Single Cell ICAM-2 Binding Measurements
Percentage of ICAM-2-FITC binding was expressed as 100*((MFIexp−MFIctl)/(MFIfinal−MFIctl)), where MFIexp equals the mean fluorescent intensity of experimental concentration, MFI, equals mean fluorescent intensity of unstained cells, MFIfinal equals mean fluorescent intensity of final concentration that saturated binding. The samples were incubated with final concentrations as indicted in Figure for 30 min at 37° C. in 50 mL staining media (def RPMI, 4% FCS), washed 1× (500 mL, PBS pH 7.4, containing 1 mM EDTA), and resuspended in 100 mL (1% paraformaldehyde). Dilution factor of staining conditions and molecular weight of 72.1 kD was used in determining molar concentrations. The staining buffer contained 2.4 mM calcium and 2 mM magnesium. The data were fit to the equation V=Vmax[S]/(Km+[S]) where V is the percent bound, [S] is the ICAM-2-FITC concentration, and Km is the Michaelis-Menten binding constant using Kaleidagraph software.

• [Exercise A] In the ICAM-2 binding text, list each symbol in the fitted equation V=Vmax[S]/(Km+[S]) that the text defines, along with its definition.
• [Exercise B] Condense the paragraph of the ICAM-2 binding text that begins "Percentage of ICAM-2-FITC binding" into a short bulleted list that keeps its main facts.
Rely only on the ICAM-2 binding text, not on any other source.

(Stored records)
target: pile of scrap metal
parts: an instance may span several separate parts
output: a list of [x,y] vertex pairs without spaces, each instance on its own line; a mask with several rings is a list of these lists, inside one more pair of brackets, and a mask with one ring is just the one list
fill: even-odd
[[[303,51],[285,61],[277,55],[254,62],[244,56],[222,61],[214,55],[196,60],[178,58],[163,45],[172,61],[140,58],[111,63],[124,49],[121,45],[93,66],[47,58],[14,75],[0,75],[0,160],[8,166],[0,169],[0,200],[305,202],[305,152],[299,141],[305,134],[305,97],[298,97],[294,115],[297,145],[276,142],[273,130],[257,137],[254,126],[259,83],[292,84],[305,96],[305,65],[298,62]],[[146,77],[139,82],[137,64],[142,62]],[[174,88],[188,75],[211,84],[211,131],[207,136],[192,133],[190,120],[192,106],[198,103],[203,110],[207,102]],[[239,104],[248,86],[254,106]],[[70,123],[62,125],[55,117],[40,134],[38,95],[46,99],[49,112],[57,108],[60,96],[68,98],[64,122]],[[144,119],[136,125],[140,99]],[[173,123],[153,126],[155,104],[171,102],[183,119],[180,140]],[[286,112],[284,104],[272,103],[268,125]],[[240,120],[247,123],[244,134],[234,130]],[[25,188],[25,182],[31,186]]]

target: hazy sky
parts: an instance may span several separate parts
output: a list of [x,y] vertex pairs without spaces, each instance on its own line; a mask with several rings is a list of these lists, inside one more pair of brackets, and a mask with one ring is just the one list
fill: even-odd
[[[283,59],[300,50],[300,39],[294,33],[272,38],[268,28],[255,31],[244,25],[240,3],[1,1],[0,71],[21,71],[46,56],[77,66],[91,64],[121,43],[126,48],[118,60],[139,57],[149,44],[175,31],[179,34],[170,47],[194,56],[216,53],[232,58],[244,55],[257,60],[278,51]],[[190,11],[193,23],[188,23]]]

• [Task result A]
- V: the percent bound
- [S]: the ICAM-2-FITC concentration
- Km: the Michaelis-Menten binding constant

• [Task result B]
- Percent binding compared the mean fluorescent intensity (MFI) at each experimental concentration with the MFI of unstained cells and the MFI at the final, saturating concentration.
- Samples were incubated with the final concentrations for 30 min at 37° C in staining media (def RPMI, 4% FCS).
- They were washed once with PBS pH 7.4 containing 1 mM EDTA and resuspended in 1% paraformaldehyde.
- Molar concentrations were based on the staining dilution factor and a molecular weight of 72.1 kD.
- The staining buffer held 2.4 mM calcium and 2 mM magnesium.
- The data were fit to the Michaelis-Menten equation in Kaleidagraph software.